* _Stored records_:
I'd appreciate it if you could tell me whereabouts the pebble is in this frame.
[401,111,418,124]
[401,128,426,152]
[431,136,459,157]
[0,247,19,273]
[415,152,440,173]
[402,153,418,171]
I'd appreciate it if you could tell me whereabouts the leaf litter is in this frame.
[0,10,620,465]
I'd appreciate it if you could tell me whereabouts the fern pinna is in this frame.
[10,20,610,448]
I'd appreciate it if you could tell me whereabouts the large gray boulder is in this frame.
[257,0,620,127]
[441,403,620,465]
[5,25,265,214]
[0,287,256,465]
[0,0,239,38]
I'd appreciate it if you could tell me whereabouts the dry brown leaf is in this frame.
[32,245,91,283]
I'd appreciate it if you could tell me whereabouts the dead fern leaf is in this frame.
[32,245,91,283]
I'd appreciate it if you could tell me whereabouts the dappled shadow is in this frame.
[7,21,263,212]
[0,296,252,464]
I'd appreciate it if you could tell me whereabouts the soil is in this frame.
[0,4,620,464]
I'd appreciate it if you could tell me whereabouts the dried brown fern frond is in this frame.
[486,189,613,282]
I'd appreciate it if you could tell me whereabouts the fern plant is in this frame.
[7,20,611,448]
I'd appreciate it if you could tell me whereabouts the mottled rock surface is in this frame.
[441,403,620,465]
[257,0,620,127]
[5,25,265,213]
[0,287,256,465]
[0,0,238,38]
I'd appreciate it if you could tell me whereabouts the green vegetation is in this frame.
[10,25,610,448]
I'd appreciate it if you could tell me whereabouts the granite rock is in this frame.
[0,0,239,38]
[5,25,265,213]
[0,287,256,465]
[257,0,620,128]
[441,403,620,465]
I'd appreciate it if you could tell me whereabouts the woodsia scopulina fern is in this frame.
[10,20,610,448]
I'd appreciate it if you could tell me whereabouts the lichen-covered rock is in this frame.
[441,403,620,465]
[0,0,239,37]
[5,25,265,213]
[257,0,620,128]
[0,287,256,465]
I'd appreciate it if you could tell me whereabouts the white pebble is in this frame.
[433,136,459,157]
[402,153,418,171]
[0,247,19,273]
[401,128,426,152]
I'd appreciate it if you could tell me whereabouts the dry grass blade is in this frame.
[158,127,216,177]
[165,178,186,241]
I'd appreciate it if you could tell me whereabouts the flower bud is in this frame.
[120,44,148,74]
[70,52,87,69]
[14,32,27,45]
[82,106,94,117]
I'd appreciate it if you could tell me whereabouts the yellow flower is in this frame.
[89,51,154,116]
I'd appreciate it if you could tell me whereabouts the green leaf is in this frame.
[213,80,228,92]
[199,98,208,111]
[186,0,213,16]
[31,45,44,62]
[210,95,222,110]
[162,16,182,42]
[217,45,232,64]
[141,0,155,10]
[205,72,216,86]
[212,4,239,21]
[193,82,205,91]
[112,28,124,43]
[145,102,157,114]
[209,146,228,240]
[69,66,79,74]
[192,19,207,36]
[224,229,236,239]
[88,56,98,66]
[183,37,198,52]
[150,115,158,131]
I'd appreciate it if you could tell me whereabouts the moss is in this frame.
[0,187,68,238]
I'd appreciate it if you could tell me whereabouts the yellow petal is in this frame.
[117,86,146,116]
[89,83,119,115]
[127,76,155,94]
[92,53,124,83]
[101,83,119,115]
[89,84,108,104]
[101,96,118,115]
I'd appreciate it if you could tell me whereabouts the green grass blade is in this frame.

* _Task statement_: Print the material above word for word, keeping every line in its original order.

* _Correct result_:
I'd appreciate it if you could tell me whereabouts the pebble is in this frame.
[401,111,418,124]
[401,128,426,152]
[431,136,459,157]
[0,247,19,273]
[415,152,440,173]
[402,153,418,171]
I'd appreciate it if you could tell me whereabouts the leaf litter is in this frame.
[0,10,620,465]
I'd appreciate it if you could tell me whereabouts the fern pinna is in this frame.
[10,20,610,448]
I'd appreciate it if you could tell me whereabouts the large gray boulder is in this frame.
[257,0,620,127]
[441,403,620,465]
[5,25,265,214]
[0,287,256,465]
[0,0,239,38]
I'd appreciate it if you could tell me whereabouts the dry brown leaf is in this frame.
[32,245,91,283]
I'd appreciate it if you could tell me whereabouts the dead fern leaf is in this frame.
[32,245,91,283]
I'd appreciate it if you could tell me whereabouts the dappled shadow is in this frame.
[7,21,263,212]
[0,296,252,464]
I'd appreciate it if you could tell me whereabouts the soil is in this frame.
[0,4,620,464]
I'd appreciate it if you could tell me whereabouts the dried brown fern frond is in this frame.
[486,189,613,282]
I'd appreciate it if you could tell me whereabouts the fern plant is in this frame.
[7,20,611,448]
I'd appreciate it if you could tell me whereabouts the mottled rock surface is in this frame.
[441,403,620,465]
[257,0,620,127]
[5,25,265,213]
[0,287,256,465]
[0,0,238,38]
I'd appreciate it if you could tell me whereabouts the green vegetation is in this frame.
[10,25,610,448]
I'd appreciate it if you could tell me whereabouts the granite rock is in this frame.
[0,0,239,38]
[5,25,265,213]
[0,287,256,465]
[257,0,620,128]
[441,403,620,465]
I'd appreciate it if you could tell me whereabouts the woodsia scopulina fern is in this frame.
[10,20,610,448]
I'd appreciate it if you could tell me whereabouts the lichen-covered rock is in this frame.
[441,403,620,465]
[0,0,239,37]
[5,25,265,213]
[257,0,620,128]
[0,287,256,465]
I'd appreciate it if you could tell me whereabouts the white pebble is in this frame.
[433,136,459,157]
[402,153,418,171]
[0,247,19,273]
[401,128,426,152]
I'd appreciate it if you could tell me whereabouts the dry grass blade is in this frame.
[158,127,216,177]
[165,178,186,241]
I'd appreciate it if you could tell me whereabouts the flower bud is in this frame.
[120,44,148,74]
[70,52,87,69]
[14,32,27,45]
[82,106,94,117]
I'd appreciate it if you could tell me whereabouts the yellow flower is in this frame.
[89,51,154,116]
I'd appreciate it if you could tell me whereabouts the green leaf is in this frame.
[213,80,228,92]
[199,98,208,111]
[186,0,213,16]
[31,45,44,62]
[210,95,222,110]
[162,16,182,42]
[217,45,232,64]
[141,0,155,10]
[205,72,216,86]
[212,4,239,21]
[193,82,205,91]
[112,28,124,43]
[145,102,157,114]
[209,146,228,240]
[69,66,79,74]
[192,19,207,36]
[224,229,236,239]
[88,56,98,66]
[183,37,198,52]
[150,115,158,131]
I'd appreciate it if you could tell me whereabouts the moss is in this frame.
[0,187,68,238]
I'd appreciate it if you could tell me whereabouts the yellow petal is in this frame.
[117,86,146,116]
[89,83,119,115]
[127,76,155,94]
[92,53,124,83]
[101,83,119,115]
[89,84,108,104]
[101,96,118,115]
I'd appreciate it if you could tell me whereabouts the green grass blade is in this frame.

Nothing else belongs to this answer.